:: EXERCISE INPUTS ::

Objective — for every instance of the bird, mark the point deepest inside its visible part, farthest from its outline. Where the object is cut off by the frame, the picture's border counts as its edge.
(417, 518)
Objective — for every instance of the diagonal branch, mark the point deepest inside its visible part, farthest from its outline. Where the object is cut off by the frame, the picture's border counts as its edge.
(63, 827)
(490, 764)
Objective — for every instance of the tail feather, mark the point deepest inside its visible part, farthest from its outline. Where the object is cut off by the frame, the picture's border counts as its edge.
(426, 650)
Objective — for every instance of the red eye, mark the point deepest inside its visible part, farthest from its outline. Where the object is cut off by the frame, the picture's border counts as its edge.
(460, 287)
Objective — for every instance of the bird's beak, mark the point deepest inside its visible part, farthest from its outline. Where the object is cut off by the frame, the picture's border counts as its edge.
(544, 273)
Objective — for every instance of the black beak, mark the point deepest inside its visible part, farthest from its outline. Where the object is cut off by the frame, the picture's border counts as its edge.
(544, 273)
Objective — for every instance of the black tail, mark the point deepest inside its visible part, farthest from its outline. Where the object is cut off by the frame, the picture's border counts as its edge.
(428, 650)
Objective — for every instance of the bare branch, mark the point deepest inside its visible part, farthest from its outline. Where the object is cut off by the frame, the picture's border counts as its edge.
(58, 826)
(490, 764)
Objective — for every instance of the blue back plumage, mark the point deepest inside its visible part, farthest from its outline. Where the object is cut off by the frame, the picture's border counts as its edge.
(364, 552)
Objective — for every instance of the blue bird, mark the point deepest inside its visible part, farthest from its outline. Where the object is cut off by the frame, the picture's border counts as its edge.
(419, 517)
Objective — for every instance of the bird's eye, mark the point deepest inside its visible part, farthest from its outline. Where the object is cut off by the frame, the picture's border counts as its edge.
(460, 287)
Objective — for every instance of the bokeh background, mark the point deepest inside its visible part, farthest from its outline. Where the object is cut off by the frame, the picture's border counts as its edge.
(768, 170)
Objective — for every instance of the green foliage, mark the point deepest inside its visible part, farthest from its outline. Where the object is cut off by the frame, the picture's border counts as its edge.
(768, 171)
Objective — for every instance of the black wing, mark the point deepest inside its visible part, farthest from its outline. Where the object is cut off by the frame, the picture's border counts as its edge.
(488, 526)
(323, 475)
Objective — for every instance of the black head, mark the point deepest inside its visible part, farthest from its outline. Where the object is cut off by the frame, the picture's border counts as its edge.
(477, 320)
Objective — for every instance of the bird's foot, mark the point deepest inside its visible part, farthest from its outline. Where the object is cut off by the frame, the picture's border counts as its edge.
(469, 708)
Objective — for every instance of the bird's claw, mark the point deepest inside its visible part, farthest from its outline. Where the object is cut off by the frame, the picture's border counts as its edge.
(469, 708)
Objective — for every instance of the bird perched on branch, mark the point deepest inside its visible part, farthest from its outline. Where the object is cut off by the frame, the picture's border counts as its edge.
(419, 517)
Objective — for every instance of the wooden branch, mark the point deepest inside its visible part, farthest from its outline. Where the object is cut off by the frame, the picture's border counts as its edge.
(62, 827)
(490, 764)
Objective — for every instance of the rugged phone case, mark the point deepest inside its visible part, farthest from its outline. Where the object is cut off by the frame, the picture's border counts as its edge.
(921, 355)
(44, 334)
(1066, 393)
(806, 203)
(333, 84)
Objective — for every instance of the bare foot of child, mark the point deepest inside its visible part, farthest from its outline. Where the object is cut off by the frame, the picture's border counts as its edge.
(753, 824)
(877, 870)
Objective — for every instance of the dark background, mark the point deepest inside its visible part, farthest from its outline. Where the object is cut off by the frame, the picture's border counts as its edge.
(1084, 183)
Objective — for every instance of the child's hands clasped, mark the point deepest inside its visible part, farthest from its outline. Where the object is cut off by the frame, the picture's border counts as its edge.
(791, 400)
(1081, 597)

:::

▸ **AIM OF THE TASK**: From the first line to the last, write out the listing exactly.

▸ **RESPONSE TO THE EXERCISE**:
Objective — for every instance of the bird, mark the point deepest inside its visible part, farthest from its outline. Where the object is cut off by the frame, the picture's border counts as its edge.
(417, 518)
Objective — for every instance of the diagonal branch, mark the point deepest inside its visible part, farthest from its outline. Where the object is cut off by the frame, the picture's border counts as its edge.
(63, 827)
(490, 764)
Objective — for every instance of the tail feather, mark the point deepest inside its visible part, farthest from its outline. Where the object is cut off by the frame, the picture's border counts as its edge.
(426, 650)
Objective — for every instance of the red eye, mark the point deepest inside its visible part, farthest from its outline. Where the object is cut off by the frame, the picture's border counts as its edge.
(460, 287)
Objective — for every instance of the bird's beak, mark the point deepest inside its visible part, farthest from its outline. Where the object is cut off by the frame, the picture's border counts as its edge.
(544, 273)
Objective — for every instance of the black beak, mark the point deepest inside its visible part, farthest from its outline. Where the object is cut off by the frame, the picture's border counts as its edge.
(544, 273)
Objective — for every instance of the black tail, mark the point deepest inside its visible part, farthest from its outline. Where the object is cut off by the frame, the picture's border counts as its edge.
(428, 650)
Objective — for every instance of the bare branch, mark the point deepest inside its visible part, farthest from its outline. Where the object is cut off by the frame, the picture's border counts as its edge.
(58, 826)
(490, 764)
Objective — for every instance of the blue back plumage, mark the point deepest inside its visible part, farthest from its outline. Where the object is cut off by the frame, the picture's border counts as its edge.
(364, 552)
Objective — for every instance of the blue bird, mark the point deepest inside its visible part, farthest from its outline. Where the object is cut off by the frame, the picture's border counts as its edge.
(419, 517)
Objective — for every instance of the bird's eye, mark the point deepest inside its visible part, farthest from its outline. Where the object is cut off by the frame, the picture's border counts as its edge.
(460, 287)
Objective — for every instance of the bokeh background, mark the point deepest inside its visible part, farthest from its outline. Where the object is cut off by the frame, the picture's border counts as its edge.
(768, 170)
Objective — for every instance of the green foliage, mark the point deepest inside its visible part, farthest from its outline. Where the object is cut off by the frame, the picture's border counts as its edge.
(768, 171)
Objective — for every instance of the black wing, mark the point deepest inside its visible part, farthest from its outline. Where the object is cut off by the frame, the picture's border counts as its edge.
(488, 526)
(323, 475)
Objective — for every instance of the black head, mark the point deepest inside its visible part, farthest from its outline. Where the object is cut off by the frame, the picture's border counts as its edge.
(477, 320)
Objective — for every instance of the bird's foot, mark the point deepest inside its visible part, farthest from its outline. Where the object is cut off by the frame, the picture's border counts as its edge.
(469, 708)
Objective — for every instance of the bird's claw, mark the point deepest inside its visible part, farthest from its outline. Where the object is cut off by the frame, the picture's border counts as its edge.
(469, 708)
Objective — for every instance of the bird perched on branch, mark the point deepest inside its visible part, farthest from its outline. Where the object is cut off by the frame, the picture's border counts as its edge.
(419, 517)
Objective — for every instance of the wooden branch, mark the point deepest inside its visible part, farthest from its outline. Where the object is cut off by the frame, the picture's border counts as its edge.
(62, 827)
(490, 764)
Objective — for every instance of the rugged phone case, mark the point deepest inside its visible part, farthest from its outline. Where the object is cut off by the frame, the picture's border counts as its edge.
(921, 355)
(44, 334)
(1066, 393)
(806, 203)
(333, 84)
Objective — for every instance of the bare foot of child, mark the point deepest inside its visible part, farthest from its outline. Where the object is cut off by the frame, the picture's border counts as its edge.
(753, 824)
(877, 870)
Objective — for every instance of the dark background, mark the point deepest inside its visible part, farthest from its outline. Where the object is cut off by the frame, the picture's border counts as its edge.
(1084, 183)
Objective — for every instance of the child's hands clasped, mark the point deepest inside its visible part, farthest from its outline. Where the object is cut off by the frame, the picture's border counts as its edge.
(791, 400)
(1081, 597)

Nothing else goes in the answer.